__Records__
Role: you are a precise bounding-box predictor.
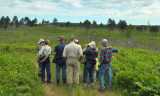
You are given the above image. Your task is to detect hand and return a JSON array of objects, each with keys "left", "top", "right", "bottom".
[
  {"left": 41, "top": 59, "right": 44, "bottom": 63},
  {"left": 85, "top": 44, "right": 88, "bottom": 48}
]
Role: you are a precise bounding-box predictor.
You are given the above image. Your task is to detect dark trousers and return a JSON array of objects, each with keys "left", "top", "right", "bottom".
[
  {"left": 83, "top": 64, "right": 95, "bottom": 83},
  {"left": 41, "top": 60, "right": 51, "bottom": 83},
  {"left": 56, "top": 64, "right": 66, "bottom": 80}
]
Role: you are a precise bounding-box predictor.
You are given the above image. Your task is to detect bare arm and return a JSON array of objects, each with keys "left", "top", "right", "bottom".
[
  {"left": 41, "top": 54, "right": 50, "bottom": 63},
  {"left": 112, "top": 50, "right": 120, "bottom": 59},
  {"left": 83, "top": 45, "right": 88, "bottom": 52},
  {"left": 79, "top": 56, "right": 83, "bottom": 61},
  {"left": 53, "top": 52, "right": 56, "bottom": 55}
]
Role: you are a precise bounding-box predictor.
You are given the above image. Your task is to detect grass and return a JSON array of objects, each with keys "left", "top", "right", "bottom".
[{"left": 0, "top": 26, "right": 160, "bottom": 96}]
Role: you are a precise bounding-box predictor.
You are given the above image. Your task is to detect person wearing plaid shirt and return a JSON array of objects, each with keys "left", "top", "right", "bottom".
[{"left": 98, "top": 39, "right": 120, "bottom": 91}]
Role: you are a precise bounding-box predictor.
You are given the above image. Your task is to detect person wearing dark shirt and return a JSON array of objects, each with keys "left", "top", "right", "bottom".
[
  {"left": 83, "top": 42, "right": 98, "bottom": 89},
  {"left": 98, "top": 39, "right": 120, "bottom": 91},
  {"left": 53, "top": 36, "right": 66, "bottom": 85}
]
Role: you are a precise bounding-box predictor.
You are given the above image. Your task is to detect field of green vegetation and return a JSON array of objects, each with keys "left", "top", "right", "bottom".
[{"left": 0, "top": 26, "right": 160, "bottom": 96}]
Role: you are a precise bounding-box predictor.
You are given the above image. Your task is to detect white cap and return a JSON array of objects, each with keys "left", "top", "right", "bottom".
[
  {"left": 102, "top": 39, "right": 108, "bottom": 44},
  {"left": 38, "top": 39, "right": 44, "bottom": 44},
  {"left": 88, "top": 41, "right": 97, "bottom": 49},
  {"left": 74, "top": 39, "right": 79, "bottom": 43}
]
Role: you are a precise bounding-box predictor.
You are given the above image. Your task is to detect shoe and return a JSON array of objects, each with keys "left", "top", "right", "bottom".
[
  {"left": 62, "top": 83, "right": 66, "bottom": 86},
  {"left": 83, "top": 83, "right": 87, "bottom": 89},
  {"left": 75, "top": 84, "right": 78, "bottom": 88},
  {"left": 55, "top": 83, "right": 60, "bottom": 86},
  {"left": 41, "top": 81, "right": 46, "bottom": 84},
  {"left": 91, "top": 83, "right": 95, "bottom": 89},
  {"left": 68, "top": 84, "right": 72, "bottom": 89},
  {"left": 98, "top": 88, "right": 106, "bottom": 92},
  {"left": 56, "top": 79, "right": 60, "bottom": 86}
]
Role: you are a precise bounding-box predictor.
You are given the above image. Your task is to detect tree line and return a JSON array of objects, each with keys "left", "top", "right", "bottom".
[{"left": 0, "top": 16, "right": 159, "bottom": 36}]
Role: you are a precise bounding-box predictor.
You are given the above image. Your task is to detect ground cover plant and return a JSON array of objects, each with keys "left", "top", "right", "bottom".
[{"left": 0, "top": 26, "right": 160, "bottom": 96}]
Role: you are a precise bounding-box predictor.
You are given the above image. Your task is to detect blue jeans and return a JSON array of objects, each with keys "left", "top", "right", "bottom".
[
  {"left": 99, "top": 63, "right": 112, "bottom": 89},
  {"left": 56, "top": 64, "right": 66, "bottom": 80},
  {"left": 83, "top": 64, "right": 95, "bottom": 83},
  {"left": 37, "top": 59, "right": 42, "bottom": 72},
  {"left": 41, "top": 60, "right": 51, "bottom": 83}
]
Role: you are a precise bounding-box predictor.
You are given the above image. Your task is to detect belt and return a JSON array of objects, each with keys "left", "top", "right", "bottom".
[{"left": 67, "top": 57, "right": 78, "bottom": 59}]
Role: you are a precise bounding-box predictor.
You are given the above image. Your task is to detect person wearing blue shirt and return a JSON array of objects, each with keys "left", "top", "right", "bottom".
[
  {"left": 98, "top": 39, "right": 120, "bottom": 91},
  {"left": 83, "top": 42, "right": 98, "bottom": 89},
  {"left": 53, "top": 36, "right": 66, "bottom": 85}
]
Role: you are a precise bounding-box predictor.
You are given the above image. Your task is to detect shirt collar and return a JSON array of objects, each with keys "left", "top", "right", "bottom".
[{"left": 104, "top": 45, "right": 108, "bottom": 47}]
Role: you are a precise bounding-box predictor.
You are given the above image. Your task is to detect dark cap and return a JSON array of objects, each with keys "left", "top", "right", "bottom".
[
  {"left": 58, "top": 36, "right": 65, "bottom": 41},
  {"left": 70, "top": 35, "right": 75, "bottom": 41}
]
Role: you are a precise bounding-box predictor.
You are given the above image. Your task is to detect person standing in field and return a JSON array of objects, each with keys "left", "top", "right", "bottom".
[
  {"left": 98, "top": 39, "right": 120, "bottom": 91},
  {"left": 39, "top": 40, "right": 51, "bottom": 84},
  {"left": 74, "top": 39, "right": 82, "bottom": 77},
  {"left": 37, "top": 39, "right": 44, "bottom": 76},
  {"left": 53, "top": 36, "right": 66, "bottom": 85},
  {"left": 83, "top": 41, "right": 98, "bottom": 89},
  {"left": 93, "top": 48, "right": 100, "bottom": 83},
  {"left": 63, "top": 36, "right": 83, "bottom": 89}
]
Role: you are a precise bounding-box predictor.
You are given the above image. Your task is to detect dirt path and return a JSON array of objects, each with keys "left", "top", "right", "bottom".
[{"left": 33, "top": 62, "right": 56, "bottom": 96}]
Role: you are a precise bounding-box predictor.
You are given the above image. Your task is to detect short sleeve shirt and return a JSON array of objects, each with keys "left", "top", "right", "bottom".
[
  {"left": 63, "top": 41, "right": 83, "bottom": 59},
  {"left": 39, "top": 45, "right": 51, "bottom": 56},
  {"left": 54, "top": 43, "right": 66, "bottom": 58},
  {"left": 83, "top": 49, "right": 98, "bottom": 60},
  {"left": 100, "top": 46, "right": 118, "bottom": 63}
]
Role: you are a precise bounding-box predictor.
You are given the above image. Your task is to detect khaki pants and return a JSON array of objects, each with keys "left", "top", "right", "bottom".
[{"left": 66, "top": 58, "right": 80, "bottom": 84}]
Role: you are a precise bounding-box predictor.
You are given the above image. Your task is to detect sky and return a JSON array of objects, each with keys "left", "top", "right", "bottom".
[{"left": 0, "top": 0, "right": 160, "bottom": 25}]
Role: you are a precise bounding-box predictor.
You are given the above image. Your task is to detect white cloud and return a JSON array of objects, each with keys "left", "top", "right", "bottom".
[{"left": 0, "top": 0, "right": 160, "bottom": 24}]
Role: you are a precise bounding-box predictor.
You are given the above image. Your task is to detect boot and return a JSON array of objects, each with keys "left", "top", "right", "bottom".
[
  {"left": 91, "top": 83, "right": 95, "bottom": 89},
  {"left": 83, "top": 83, "right": 87, "bottom": 89},
  {"left": 56, "top": 79, "right": 60, "bottom": 86},
  {"left": 63, "top": 79, "right": 66, "bottom": 86},
  {"left": 68, "top": 84, "right": 72, "bottom": 89}
]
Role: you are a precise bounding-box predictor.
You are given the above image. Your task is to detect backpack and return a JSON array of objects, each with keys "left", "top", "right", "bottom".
[
  {"left": 86, "top": 49, "right": 98, "bottom": 65},
  {"left": 103, "top": 47, "right": 112, "bottom": 64}
]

__What the task requires__
Identify each line in the records above that contains the string "field" and copy those lines.

__Finished answer__
You are given the above image. Your task is to detect field of green vegetation and return a JSON array of objects, each with keys "left", "top", "right", "bottom".
You are given the above image. Your task is to detect person standing in field and return a JSON array of objects, each with keys "left", "top", "right", "bottom".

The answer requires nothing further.